### Enunciado
Reproduza, sem nenhuma alteração, a passagem do texto sobre o Aracati que se inicia com as palavras "Revele nos teus" e se encerra com "xícara de café.".

### Trecho original
#####
Revele nos teus olhos a presença do outro, aquele que é um Aracati em teu viver. Deixe que a brisa dele invada teu ser. Sinta sua ternura, cuidado, atenção e admiração para contigo. Sinta os gestos de generosidade dele, tornando teu viver melhor e mais fácil. Sinta a amorosidade dessa pessoa, talvez em gestos de lavar tuas camisas, preparar tua ceia, ou apenas, esperá-lo com uma xícara de café. 
Cuidado com os olhos opacos da indiferença, que cegam a visão do Aracati. Para sentir o Aracati tem que se prestar atenção ao belo, bom e virtuoso. Abrir bem os olhos e a alma. Ele, o Aracati, anda passando despercebido na vida de muitos, que andam correndo ansiosos e preocupados por aí. Estes não mais valorizam, agradecem ou acolhem os gestos de amorosidade, ternura, cuidado e atenção que recebem. Fruto da rotina de um piloto automático em que se tornou seu viver, anestesiado de brisas Aracatis.
#####
### Dados fornecidos
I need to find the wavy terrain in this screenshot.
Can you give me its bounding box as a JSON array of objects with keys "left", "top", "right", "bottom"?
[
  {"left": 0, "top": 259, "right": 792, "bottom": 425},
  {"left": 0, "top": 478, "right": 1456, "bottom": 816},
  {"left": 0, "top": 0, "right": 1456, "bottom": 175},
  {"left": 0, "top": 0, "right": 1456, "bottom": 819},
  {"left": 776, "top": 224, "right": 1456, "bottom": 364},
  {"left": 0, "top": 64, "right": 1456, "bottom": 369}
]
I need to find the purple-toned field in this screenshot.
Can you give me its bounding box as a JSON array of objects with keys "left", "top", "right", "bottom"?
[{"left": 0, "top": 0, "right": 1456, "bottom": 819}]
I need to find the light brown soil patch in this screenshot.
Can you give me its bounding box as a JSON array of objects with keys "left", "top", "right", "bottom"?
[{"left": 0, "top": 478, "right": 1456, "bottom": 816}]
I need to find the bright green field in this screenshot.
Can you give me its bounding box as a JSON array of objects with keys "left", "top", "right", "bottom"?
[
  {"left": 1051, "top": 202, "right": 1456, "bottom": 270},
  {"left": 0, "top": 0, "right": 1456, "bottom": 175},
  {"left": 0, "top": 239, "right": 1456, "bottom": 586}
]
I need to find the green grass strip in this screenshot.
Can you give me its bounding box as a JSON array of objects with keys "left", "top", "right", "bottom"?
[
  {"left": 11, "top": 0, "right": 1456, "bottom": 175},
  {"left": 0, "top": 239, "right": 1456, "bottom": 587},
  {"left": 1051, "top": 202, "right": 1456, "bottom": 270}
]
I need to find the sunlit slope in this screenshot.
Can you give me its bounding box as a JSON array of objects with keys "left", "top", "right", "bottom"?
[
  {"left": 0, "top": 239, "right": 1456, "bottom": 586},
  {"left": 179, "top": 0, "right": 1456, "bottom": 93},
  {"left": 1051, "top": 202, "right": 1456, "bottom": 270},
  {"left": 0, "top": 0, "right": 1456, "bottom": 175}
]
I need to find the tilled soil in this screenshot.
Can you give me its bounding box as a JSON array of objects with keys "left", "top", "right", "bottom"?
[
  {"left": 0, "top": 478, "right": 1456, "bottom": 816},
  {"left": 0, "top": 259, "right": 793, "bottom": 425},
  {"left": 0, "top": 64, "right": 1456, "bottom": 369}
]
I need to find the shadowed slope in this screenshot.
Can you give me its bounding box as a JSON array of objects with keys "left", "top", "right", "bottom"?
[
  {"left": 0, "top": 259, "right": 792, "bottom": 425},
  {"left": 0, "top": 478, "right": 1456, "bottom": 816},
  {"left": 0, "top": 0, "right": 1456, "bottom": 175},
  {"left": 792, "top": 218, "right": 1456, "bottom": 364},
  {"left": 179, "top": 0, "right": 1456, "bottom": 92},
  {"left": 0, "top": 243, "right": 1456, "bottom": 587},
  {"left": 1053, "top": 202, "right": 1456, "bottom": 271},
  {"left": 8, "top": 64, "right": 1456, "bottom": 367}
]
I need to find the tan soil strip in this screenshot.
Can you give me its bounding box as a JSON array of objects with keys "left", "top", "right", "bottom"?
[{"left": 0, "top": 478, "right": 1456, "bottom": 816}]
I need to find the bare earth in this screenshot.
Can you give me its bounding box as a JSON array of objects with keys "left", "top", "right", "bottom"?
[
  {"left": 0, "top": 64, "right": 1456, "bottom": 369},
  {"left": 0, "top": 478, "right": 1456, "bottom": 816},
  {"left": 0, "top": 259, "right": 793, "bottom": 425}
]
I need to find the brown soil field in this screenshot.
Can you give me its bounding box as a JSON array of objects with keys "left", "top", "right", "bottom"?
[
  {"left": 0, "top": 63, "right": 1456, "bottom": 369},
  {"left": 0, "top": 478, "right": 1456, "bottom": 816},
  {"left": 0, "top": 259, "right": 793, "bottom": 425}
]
#####
### Exercício resolvido
Revele nos teus olhos a presença do outro, aquele que é um Aracati em teu viver. Deixe que a brisa dele invada teu ser. Sinta sua ternura, cuidado, atenção e admiração para contigo. Sinta os gestos de generosidade dele, tornando teu viver melhor e mais fácil. Sinta a amorosidade dessa pessoa, talvez em gestos de lavar tuas camisas, preparar tua ceia, ou apenas, esperá-lo com uma xícara de café.